OBJECTIVE 1 → Render everything from the start of the listing down to the line containing "379), (427, 413)]" as a numbered list, leaving out blank lines.

DOCUMENT EXCERPT →
PLEASE READ THIS SECTION CAREFULLY. IT AFFECTS YOUR LEGAL RIGHTS. EXCEPT FOR THE LIMITED MATTERS DESCRIBED BELOW, IT REQUIRES YOU AND VIBE SOFTWARE SOLUTIONS TO RESOLVE DISPUTES THROUGH FINAL AND BINDING INDIVIDUAL ARBITRATION INSTEAD OF IN COURT, AND IT WAIVES YOUR RIGHT TO A JURY TRIAL AND YOUR RIGHT TO PARTICIPATE IN A CLASS ACTION, CLASS ARBITRATION, OR OTHER REPRESENTATIVE PROCEEDING. YOU MAY OPT OUT OF THIS SECTION WITHIN 30 DAYS — SEE SUBSECTION (n). OPTING OUT WILL NOT AFFECT YOUR LICENSE, YOUR ACCESS TO THE PRODUCT, OR ANY OTHER PART OF THESE TERMS.

In this Section, "we," "us," "our," and "Company" mean Vibe Software Solutions, a sole proprietorship of Anthony S. Owens, with its principal place of business in Wilson, North Carolina; "you" and "your" mean the individual consumer who accepts these Terms; the "Product" means HYVE Ether OS and all related software, updates, services, and documentation; and a "Dispute" is defined in subsection (b).

(a) ONE CONTROLLING ARBITRATION REGIME; FEDERAL ARBITRATION ACT GOVERNS. The Product is sold and delivered across state lines as a downloadable, installable operating system, and this transaction evidences a transaction involving interstate commerce. This Section is governed by and enforceable under the Federal Arbitration Act, 9 U.S.C. §§ 1–16 (the "FAA"), including its substantive law of arbitrability, notwithstanding any contrary state law or policy. If the FAA is held inapplicable, the North Carolina Revised Uniform Arbitration Act, N.C. Gen. Stat. Ch. 1, Art. 45C (§ 1-569.1 et seq.) ("RUAA"), governs, except as to the non-waivable protections preserved in subsection (l). This Section is the sole and controlling dispute-resolution agreement between you and the Company across BOTH these Terms and the first-boot in-OS End User License Agreement ("EULA"). The EULA incorporates this Section by reference and contains no dispute-resolution, forum-selection, merger, or integration provision that conflicts with, supersedes, or displaces this Section; the parties agree that this Section controls any such conflict and that no later instrument supersedes it unless it expressly references and revises this Section by its title. The parties intend this Section to be enforced to the fullest extent permitted by the FAA.

OBJECTIVE 2 → In the arbitration section, list everything that opting out will not affect.

RECORDS SHOWN →
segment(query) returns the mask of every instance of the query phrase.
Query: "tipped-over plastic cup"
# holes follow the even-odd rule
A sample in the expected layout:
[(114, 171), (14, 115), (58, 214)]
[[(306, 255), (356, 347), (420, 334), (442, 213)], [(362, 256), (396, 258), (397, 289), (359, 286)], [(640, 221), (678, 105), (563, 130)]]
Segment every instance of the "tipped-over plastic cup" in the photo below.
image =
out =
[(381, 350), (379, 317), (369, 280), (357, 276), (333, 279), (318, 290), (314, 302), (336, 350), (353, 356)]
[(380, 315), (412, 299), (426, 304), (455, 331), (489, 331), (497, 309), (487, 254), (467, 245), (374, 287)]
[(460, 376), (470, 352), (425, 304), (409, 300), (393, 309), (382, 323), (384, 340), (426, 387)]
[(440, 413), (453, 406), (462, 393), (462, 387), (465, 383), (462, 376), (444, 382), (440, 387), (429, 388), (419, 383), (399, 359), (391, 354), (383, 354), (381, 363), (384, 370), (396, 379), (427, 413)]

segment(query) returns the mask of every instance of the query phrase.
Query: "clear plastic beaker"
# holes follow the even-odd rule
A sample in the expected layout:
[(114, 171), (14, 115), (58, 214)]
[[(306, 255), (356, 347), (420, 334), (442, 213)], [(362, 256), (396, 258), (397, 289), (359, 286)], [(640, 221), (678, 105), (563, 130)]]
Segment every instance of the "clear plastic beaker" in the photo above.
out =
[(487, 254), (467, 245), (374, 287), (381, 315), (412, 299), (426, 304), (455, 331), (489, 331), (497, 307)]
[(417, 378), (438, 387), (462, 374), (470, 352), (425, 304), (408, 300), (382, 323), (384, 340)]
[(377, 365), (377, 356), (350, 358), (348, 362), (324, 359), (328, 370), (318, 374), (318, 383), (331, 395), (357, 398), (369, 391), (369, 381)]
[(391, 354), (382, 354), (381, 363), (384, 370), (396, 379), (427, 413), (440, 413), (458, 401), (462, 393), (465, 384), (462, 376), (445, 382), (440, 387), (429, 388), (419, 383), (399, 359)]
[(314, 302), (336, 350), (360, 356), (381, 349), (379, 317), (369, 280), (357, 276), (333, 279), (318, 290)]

FULL SOLUTION 1 →
1. segment(query) returns the mask of every instance of the query phrase.
2. Query: "tipped-over plastic cup"
3. # holes follow the even-odd rule
4. A sample in the expected layout:
5. [(114, 171), (14, 115), (58, 214)]
6. [[(306, 255), (356, 347), (420, 334), (442, 213)], [(362, 256), (396, 258), (397, 289), (359, 286)], [(640, 221), (678, 105), (563, 130)]]
7. Segment every instance of the "tipped-over plastic cup" in the photo below.
8. image =
9. out =
10. [(381, 350), (379, 317), (369, 280), (357, 276), (333, 279), (318, 290), (314, 302), (336, 350), (353, 356)]
11. [(380, 315), (412, 299), (426, 304), (455, 331), (489, 331), (497, 309), (487, 254), (467, 245), (374, 287)]
12. [(460, 376), (470, 352), (425, 304), (409, 300), (393, 309), (382, 323), (384, 340), (426, 387)]
13. [(440, 413), (453, 406), (462, 393), (462, 387), (465, 383), (462, 376), (444, 382), (440, 387), (429, 388), (419, 383), (399, 359), (391, 354), (383, 354), (381, 363), (384, 370), (396, 379), (427, 413)]

FULL SOLUTION 2 →
- Your license
- Your access to the Product
- Any other part of these Terms